What type of GI disorders lead to hypomagnesemia

What type of GI disorders lead to hypomagnesemia?

GI losses occur with diarrhea and vomiting. Lower GI losses cause more hypomagnesemia due to a higher magnesium content in the secretions (up to 15 mEq/L with lower GI compared with 1 mEq/L with upper GI losses). This is particularly important in malabsorptive syndromes.

In acute pancreatitis, lipase metabolizes triglycerides to free fatty acids. The fatty acids are capped by carboxyl group with a charge of –1. The carboxyl group binds cations, specifically calcium and magnesium. The carboxyl complex precipitates out of solution lowering the calcium and magnesium. This process is called saponification .

Proton pump inhibitors can cause severe hypomagnesemia. The mechanism has not been fully worked out, but it appears that renal magnesium handling is intact and most attention is focused on active magnesium absorption by TRPMP6 channels in the terminal ileum and colon. It is hypothesized that the higher pH of intestinal secretions with proton pump inhibitor (PPI) decreases TPRM6/7 affinity for magnesium. It resolves with discontinuation of the drug but returns with rechallenge.

Primary intestinal hypomagnesemia is a rare congenital hypomagnesemic condition. Patients will typically also have renal magnesium wasting, because the molecular defect in the apical magnesium channel, TRPM6, is also found in the kidney. The condition has variable inheritance. It typically presents in infancy and early childhood but can present in young adults.

SUPPLIED ENTRIES
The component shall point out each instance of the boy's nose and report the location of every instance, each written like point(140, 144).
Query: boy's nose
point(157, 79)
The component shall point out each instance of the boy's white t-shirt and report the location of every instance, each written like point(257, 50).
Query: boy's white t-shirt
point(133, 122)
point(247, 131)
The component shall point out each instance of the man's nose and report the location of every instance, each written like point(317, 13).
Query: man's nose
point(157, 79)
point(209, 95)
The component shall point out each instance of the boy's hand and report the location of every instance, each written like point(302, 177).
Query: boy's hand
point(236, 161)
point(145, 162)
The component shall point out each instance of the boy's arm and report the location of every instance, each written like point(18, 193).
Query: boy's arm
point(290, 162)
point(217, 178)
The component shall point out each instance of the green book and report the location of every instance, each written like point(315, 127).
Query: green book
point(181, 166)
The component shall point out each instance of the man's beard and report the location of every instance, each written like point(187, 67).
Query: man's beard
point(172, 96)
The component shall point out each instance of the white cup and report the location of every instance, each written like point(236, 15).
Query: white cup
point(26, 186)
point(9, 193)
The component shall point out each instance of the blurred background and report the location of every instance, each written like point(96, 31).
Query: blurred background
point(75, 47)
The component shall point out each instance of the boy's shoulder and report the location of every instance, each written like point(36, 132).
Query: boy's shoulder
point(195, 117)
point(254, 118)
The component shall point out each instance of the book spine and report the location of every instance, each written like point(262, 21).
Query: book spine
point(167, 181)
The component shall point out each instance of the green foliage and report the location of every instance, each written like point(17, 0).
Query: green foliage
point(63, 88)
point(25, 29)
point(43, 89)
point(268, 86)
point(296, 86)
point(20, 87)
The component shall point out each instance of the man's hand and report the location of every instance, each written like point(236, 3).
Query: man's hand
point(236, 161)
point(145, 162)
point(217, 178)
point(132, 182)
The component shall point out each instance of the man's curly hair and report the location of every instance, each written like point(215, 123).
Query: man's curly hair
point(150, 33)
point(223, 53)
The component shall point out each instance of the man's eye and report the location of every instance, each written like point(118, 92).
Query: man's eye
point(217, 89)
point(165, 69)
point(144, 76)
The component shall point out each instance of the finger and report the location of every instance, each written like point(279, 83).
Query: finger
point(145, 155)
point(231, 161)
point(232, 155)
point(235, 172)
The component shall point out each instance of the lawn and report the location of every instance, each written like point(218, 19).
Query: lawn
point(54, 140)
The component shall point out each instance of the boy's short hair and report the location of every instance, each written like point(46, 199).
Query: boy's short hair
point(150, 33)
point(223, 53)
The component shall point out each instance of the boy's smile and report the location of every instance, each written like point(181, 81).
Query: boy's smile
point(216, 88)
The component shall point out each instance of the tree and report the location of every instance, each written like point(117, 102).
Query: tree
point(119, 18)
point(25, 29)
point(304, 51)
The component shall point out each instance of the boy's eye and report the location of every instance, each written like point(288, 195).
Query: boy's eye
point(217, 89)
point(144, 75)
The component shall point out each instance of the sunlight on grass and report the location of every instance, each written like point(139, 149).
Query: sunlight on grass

BRIEF A
In the hypomagnesemia text, what is the name of the process in acute pancreatitis by which the carboxyl complex precipitates out of solution?
BRIEF B
From the hypomagnesemia text, extract the passage from "In acute pancreatitis, lipase" up to and including "process is called saponification .", copied word for word.

TASK RESULT A
Saponification.

TASK RESULT B
In acute pancreatitis, lipase metabolizes triglycerides to free fatty acids. The fatty acids are capped by carboxyl group with a charge of –1. The carboxyl group binds cations, specifically calcium and magnesium. The carboxyl complex precipitates out of solution lowering the calcium and magnesium. This process is called saponification .